• _REQUIRED ACTION_
The lines to extract begin at the line that contains "Where can the seal lying" and run through the last line of the listing; reproduce them exactly, minus any pictures.

== DATA UNDER STUDY

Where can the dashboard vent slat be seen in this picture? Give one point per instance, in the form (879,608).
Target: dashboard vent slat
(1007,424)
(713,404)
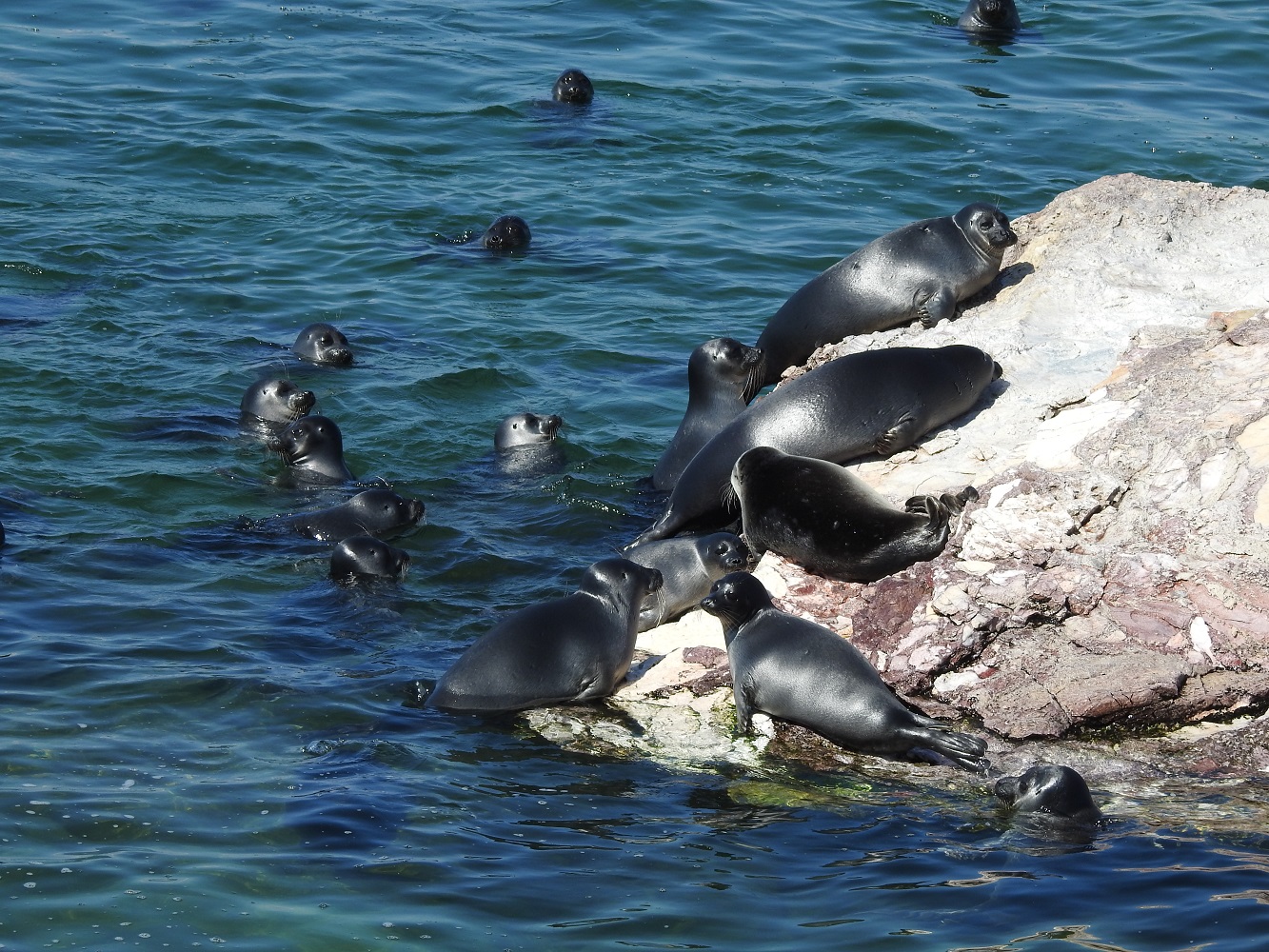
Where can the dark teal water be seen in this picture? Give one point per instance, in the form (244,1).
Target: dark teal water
(207,743)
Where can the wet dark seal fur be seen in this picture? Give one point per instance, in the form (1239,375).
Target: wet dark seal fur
(801,672)
(321,343)
(574,87)
(689,566)
(876,402)
(312,448)
(723,377)
(1050,788)
(831,522)
(919,270)
(578,647)
(506,234)
(367,558)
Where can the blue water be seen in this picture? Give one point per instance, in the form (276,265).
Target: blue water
(207,743)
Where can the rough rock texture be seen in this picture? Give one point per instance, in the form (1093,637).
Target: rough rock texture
(1115,569)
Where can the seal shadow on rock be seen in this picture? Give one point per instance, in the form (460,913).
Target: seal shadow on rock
(689,566)
(921,270)
(873,402)
(564,650)
(801,672)
(723,379)
(831,522)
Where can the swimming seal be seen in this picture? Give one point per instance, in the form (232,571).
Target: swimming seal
(990,17)
(1050,788)
(875,402)
(269,403)
(919,270)
(574,88)
(723,377)
(831,522)
(312,448)
(689,566)
(321,343)
(576,647)
(506,234)
(525,429)
(365,556)
(801,672)
(373,512)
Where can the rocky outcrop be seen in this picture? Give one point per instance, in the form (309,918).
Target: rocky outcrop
(1115,569)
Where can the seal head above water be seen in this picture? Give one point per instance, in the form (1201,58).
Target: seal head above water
(919,270)
(801,672)
(578,647)
(990,17)
(312,448)
(269,404)
(574,88)
(321,343)
(831,522)
(506,234)
(365,558)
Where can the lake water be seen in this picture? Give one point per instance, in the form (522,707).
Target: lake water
(205,742)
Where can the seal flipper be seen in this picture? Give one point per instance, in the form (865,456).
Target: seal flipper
(937,307)
(898,437)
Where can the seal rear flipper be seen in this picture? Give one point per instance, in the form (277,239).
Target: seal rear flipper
(898,437)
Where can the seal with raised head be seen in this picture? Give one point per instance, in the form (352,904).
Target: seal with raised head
(875,402)
(574,87)
(323,343)
(831,522)
(1050,788)
(723,379)
(367,558)
(689,566)
(578,647)
(990,17)
(801,672)
(509,232)
(270,404)
(919,270)
(525,429)
(373,512)
(312,448)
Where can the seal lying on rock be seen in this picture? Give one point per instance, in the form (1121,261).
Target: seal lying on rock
(990,17)
(875,402)
(269,404)
(801,672)
(312,448)
(689,566)
(365,556)
(919,270)
(723,377)
(831,522)
(576,647)
(1050,788)
(321,343)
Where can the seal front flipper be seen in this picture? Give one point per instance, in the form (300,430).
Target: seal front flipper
(940,307)
(902,436)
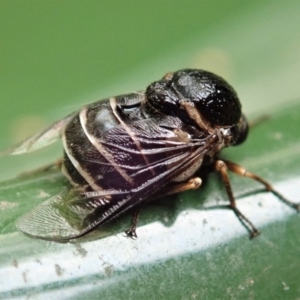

====

• _RESPONSE AREA_
Where can the seal lying on rock be seen in this picture? Give one point per instance, in the form (1121,261).
Target: seal lying on rock
(990,17)
(875,402)
(269,404)
(801,672)
(312,448)
(689,566)
(365,556)
(919,270)
(723,377)
(831,522)
(576,647)
(1050,788)
(321,343)
Where can the seal front flipper be seen in this picture? Give one point per instance, in the form (300,430).
Target: seal front flipper
(940,307)
(902,436)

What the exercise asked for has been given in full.